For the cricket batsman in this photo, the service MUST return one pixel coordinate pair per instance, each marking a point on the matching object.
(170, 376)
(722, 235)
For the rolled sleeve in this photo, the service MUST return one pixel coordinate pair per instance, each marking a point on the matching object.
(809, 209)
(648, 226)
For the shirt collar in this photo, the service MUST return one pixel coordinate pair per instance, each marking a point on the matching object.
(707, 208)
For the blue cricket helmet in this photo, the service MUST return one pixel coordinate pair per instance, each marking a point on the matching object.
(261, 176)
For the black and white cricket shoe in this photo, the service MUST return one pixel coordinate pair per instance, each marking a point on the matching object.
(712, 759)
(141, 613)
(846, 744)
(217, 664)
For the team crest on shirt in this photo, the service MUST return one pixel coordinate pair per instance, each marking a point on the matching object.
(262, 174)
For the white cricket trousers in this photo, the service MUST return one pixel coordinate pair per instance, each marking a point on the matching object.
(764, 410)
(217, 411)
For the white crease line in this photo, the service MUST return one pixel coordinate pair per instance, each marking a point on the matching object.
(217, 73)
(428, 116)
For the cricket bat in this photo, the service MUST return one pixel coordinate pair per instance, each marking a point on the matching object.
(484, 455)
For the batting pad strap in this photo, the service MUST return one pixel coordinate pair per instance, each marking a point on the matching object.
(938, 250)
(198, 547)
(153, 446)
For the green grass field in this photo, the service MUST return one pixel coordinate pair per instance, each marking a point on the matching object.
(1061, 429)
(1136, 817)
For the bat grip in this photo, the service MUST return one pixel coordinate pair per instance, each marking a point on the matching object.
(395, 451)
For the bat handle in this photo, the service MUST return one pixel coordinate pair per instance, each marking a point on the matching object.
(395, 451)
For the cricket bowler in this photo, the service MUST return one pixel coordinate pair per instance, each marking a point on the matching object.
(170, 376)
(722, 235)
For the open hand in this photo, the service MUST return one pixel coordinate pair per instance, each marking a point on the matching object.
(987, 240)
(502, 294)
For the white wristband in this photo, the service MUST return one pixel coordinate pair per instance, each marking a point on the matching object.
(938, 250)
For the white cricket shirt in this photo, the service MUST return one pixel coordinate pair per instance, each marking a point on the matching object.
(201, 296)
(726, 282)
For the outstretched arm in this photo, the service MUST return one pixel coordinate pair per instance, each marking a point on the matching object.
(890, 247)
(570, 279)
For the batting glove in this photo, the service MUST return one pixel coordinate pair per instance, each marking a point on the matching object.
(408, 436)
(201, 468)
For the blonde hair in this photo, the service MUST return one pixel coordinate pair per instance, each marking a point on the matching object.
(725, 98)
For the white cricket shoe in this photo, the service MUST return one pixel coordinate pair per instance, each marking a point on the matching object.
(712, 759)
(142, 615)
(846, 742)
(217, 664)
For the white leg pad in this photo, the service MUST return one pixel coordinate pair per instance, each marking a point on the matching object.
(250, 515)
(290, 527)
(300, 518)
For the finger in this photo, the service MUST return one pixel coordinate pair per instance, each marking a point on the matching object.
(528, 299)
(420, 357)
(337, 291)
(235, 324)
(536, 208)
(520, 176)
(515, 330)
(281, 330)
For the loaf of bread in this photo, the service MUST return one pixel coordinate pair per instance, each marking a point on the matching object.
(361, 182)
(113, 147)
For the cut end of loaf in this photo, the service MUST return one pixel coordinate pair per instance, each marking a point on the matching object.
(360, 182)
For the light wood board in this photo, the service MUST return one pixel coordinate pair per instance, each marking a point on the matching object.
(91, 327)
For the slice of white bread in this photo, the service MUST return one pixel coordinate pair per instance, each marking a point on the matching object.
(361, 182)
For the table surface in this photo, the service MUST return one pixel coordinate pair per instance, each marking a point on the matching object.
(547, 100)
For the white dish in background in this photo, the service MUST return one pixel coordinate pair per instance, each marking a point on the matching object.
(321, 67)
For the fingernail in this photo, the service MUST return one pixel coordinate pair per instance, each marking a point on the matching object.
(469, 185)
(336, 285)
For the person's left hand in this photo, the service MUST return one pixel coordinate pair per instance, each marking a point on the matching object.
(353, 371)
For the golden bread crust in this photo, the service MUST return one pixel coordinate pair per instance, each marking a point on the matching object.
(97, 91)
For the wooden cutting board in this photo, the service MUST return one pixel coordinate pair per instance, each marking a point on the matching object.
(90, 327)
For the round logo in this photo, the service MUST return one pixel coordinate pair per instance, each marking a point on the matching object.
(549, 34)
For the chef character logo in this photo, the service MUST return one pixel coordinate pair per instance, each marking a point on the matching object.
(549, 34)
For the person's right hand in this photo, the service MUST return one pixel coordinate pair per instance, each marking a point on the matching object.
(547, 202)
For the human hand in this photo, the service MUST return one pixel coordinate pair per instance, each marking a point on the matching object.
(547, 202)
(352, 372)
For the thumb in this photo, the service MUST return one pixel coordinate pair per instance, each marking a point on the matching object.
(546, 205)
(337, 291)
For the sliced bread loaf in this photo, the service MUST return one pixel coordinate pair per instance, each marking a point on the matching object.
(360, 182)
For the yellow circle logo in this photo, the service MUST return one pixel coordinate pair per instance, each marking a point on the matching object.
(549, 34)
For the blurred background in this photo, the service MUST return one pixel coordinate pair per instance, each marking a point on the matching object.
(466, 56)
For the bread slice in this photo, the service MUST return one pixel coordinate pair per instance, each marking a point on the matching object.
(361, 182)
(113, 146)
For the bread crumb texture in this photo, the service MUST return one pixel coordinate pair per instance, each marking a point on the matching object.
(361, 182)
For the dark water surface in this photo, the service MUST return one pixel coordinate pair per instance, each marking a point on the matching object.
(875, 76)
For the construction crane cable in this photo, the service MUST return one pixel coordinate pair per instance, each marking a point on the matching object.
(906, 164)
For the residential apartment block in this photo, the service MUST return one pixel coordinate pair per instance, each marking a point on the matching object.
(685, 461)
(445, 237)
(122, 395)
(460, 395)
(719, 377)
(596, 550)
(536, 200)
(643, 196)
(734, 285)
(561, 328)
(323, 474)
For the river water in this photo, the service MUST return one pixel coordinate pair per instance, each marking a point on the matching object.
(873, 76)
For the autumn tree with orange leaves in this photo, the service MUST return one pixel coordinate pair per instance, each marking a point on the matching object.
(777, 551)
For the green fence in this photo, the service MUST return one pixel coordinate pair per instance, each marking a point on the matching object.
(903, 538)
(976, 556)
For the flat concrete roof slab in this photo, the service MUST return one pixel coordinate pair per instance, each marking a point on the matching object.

——————————

◆ Your objective
Reproduce each entry word for word.

◆ Task response
For the cricket batsman in this photo, the service MUST return one pixel coordinate pair per instance, each marking a point on the matching object.
(170, 376)
(722, 235)
For the rolled sleeve in this photo, the service MUST return one pixel coordinate pair per instance, each marking a point on the matching object.
(809, 209)
(648, 226)
For the shirt collar in this photo, the service MUST return one pixel coordinate pair per instance, each marking a point on the matching object.
(707, 208)
For the blue cricket helmet in this photo, the service MUST return one pixel coordinate pair per instance, each marking a point on the matching object.
(261, 176)
For the black and white cricket shoe in this photo, the service MUST return one pixel coordinate pair per instance, each marking a point on the matching object.
(712, 759)
(141, 613)
(846, 744)
(217, 664)
For the team crest on shirt in this photo, the service MUST return one pixel coordinate pair per instance, each marking a point on the matching object.
(262, 174)
For the white cricket trousers in this photo, the service MUST return one pixel coordinate pair per instance, each marking a point on the matching object.
(764, 410)
(217, 411)
For the white crease line in this photo, the service MUST return one pixel coordinate pair per instance, each marking a point on the matching object.
(217, 73)
(428, 116)
For the cricket bat in this photo, the service MUST return one pixel coordinate pair per instance, each marking a point on the matching object.
(484, 455)
For the batting pad strap in this photo, the service MUST return one pixel coordinate pair per instance, each marking a point on the matching object.
(938, 250)
(198, 547)
(153, 446)
For the green grass field in this photo, the service MUST return one pixel coordinate pair per instance, each marking a point on the matching object.
(1061, 429)
(1136, 817)
For the bat grip in this photo, the service MUST return one pixel coordinate pair per instance, each marking a point on the matching object.
(395, 451)
For the bat handle in this photo, the service MUST return one pixel coordinate pair per instance, each marking a point on the matching object.
(395, 451)
For the cricket bowler in this photo, the service MUST return one pixel coordinate pair per instance, each marking a point on the matching object.
(170, 376)
(722, 235)
For the open hand in this photo, the service MUST return one pixel coordinate pair per instance, each marking a point on the matching object.
(987, 240)
(502, 294)
For the white wristband in this photo, the service MUST return one pixel coordinate pair per instance, each marking a point on the matching object.
(938, 250)
For the white cricket shirt in this photo, the service MUST return one pixel coordinate pair per instance, each marking a point on the matching object.
(201, 296)
(726, 282)
For the outstretched arm in this photo, the service MUST return one pixel coordinate pair per instance, each marking a point on the matching object.
(890, 247)
(570, 279)
For the batting glove in this photo, the service MUST return one pixel coordinate pair per instance, each marking a point on the matching object.
(408, 436)
(201, 468)
For the blonde hair in this photo, the service MUST return one pixel coordinate pair per instance, each marking a point on the matching object.
(725, 98)
For the white cricket shoe in this photo, the service MUST return one pixel coordinate pair per instance, each marking a point on the matching object.
(712, 759)
(142, 615)
(846, 742)
(217, 664)
For the white leg pad in this photo, the service MUST return one pixel coordinate pair per instance, each marking a point on the matching object.
(250, 515)
(290, 527)
(300, 518)
For the finger in this photo, the service MUST return one pixel coordinate pair per instance, each marking a point on the matching object.
(528, 299)
(420, 357)
(337, 291)
(235, 324)
(536, 208)
(520, 176)
(515, 330)
(281, 330)
For the loaf of bread in this photo, the service MUST return one pixel coordinate pair per instance, each marking a point on the matching object.
(361, 182)
(113, 147)
For the cut end of loaf in this photo, the service MUST return one pixel coordinate pair per instance, each marking a point on the matching object.
(360, 182)
For the light wood board in this photo, the service MUST return one pixel coordinate pair per instance, each marking a point on the matching object.
(91, 327)
For the slice of white bread in this photo, the service MUST return one pixel coordinate pair per instance, each marking a point on the matching object.
(361, 182)
For the table surface in this photo, the service MUST return one pixel coordinate pair per instance, each marking a point on the matching object.
(547, 100)
For the white dish in background in this photo, the service MUST return one pixel coordinate pair per instance, each marking a point on the matching object.
(321, 67)
For the fingernail in this photo, the service MUST return one pixel coordinate pair per instance, each marking a point on the matching object.
(469, 185)
(336, 285)
For the person's left hand in this photo, the service MUST return one pixel coordinate pair per instance, each marking a point on the matching object.
(353, 371)
For the golden bread crust in this photo, the service MUST return one pixel coordinate pair per instance, each marking a point on the matching object.
(97, 91)
For the wooden cutting board in this photo, the service MUST return one pixel coordinate pair per instance, each marking a point on the matching object.
(90, 327)
For the round logo in this photo, the service MUST return one pixel coordinate pair per instance, each marking a point on the matching object.
(549, 34)
For the chef character logo in this photo, the service MUST return one pixel coordinate pair per instance, each marking a point on the matching object.
(549, 34)
For the person's right hand in this photo, the service MUST return one pixel coordinate pair per instance, each marking a point on the matching object.
(547, 202)
For the human hand in this photo, the service MUST return one pixel coordinate pair per instance, each marking a point on the matching object.
(547, 202)
(352, 372)
For the thumb in this photo, the service MUST return one pixel coordinate pair per instance, each marking a point on the matching object.
(546, 205)
(337, 291)
For the sliced bread loaf in this photo, the service MUST return one pixel coordinate pair per instance, each marking a point on the matching object.
(360, 182)
For the yellow circle logo in this photo, the service MUST return one pixel coordinate pair per instance, each marking a point on the matching object.
(549, 34)
For the blurred background in this photo, the service MUST return one pixel coordinate pair per instance, each marking a point on the matching object.
(466, 56)
For the bread slice in this photo, the service MUST return one pixel coordinate pair per instance, each marking a point on the matching object.
(361, 182)
(113, 146)
For the bread crumb texture in this photo, the service MUST return one pixel coordinate pair per instance, each marking a point on the matching object.
(361, 182)
For the dark water surface in this photo, the service MUST return one pixel coordinate pair per instance, each marking a point on the matching object.
(875, 76)
For the construction crane cable in this photo, the service MUST return one pixel coordinate pair per instance, each marking a point on the matching object.
(906, 164)
For the residential apartment block in this photo, the service MUST return one pixel coordinate pair per instance, each marking a point on the matching object.
(685, 461)
(445, 237)
(122, 395)
(460, 395)
(719, 377)
(596, 550)
(536, 200)
(643, 196)
(734, 285)
(561, 328)
(323, 474)
For the river water in this photo, the service MUST return one pixel coordinate pair per instance, each marking a point on the matching object.
(873, 76)
For the autumn tree with orange leaves in this photo, the service MUST return one pixel coordinate pair per instance, each marking a point on the matching object.
(777, 551)
For the green fence in this photo, the service MUST return one pixel coordinate pair per instance, each marking a point on the matching object.
(903, 538)
(976, 556)
For the flat concrete roof slab in this photo, the service MUST return one pixel coordinate pair per instance, each marking a point on the matching object.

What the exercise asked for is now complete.